Task objective —
From the data below, copy each line that includes the word "palm".
------------------------------------------------
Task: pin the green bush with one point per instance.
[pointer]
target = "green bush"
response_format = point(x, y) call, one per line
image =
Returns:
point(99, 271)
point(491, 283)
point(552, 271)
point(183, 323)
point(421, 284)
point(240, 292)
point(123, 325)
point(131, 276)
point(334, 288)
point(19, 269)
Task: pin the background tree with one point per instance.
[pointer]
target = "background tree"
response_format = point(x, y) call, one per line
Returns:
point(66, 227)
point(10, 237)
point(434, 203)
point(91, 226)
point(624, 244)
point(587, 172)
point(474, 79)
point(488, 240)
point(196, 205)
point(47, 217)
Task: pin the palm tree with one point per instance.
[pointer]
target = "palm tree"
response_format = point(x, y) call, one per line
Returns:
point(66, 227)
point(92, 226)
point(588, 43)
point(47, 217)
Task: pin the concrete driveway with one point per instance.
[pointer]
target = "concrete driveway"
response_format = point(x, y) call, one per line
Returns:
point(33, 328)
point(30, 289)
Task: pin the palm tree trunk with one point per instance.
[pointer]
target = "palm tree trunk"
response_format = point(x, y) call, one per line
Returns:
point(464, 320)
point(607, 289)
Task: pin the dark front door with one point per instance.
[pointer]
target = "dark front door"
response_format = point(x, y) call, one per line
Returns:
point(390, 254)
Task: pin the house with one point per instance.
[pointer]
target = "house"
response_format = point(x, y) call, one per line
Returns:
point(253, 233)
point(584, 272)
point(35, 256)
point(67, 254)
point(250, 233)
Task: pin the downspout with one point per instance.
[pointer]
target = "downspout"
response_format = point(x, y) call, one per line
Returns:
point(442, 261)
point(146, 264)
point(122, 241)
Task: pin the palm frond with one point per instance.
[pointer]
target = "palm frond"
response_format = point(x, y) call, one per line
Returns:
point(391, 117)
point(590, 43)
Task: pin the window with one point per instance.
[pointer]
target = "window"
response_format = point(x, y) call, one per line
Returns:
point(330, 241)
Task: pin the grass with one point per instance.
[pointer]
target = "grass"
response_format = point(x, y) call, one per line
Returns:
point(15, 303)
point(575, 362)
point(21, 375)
------------------------------------------------
Result —
Task: pin the palm tree with one point per instance.
target = "palm tree"
Task: pin the palm tree trunk with one point per instance.
target = "palm tree trunk"
Task: pin the palm frond with one point per instance.
target = "palm frond"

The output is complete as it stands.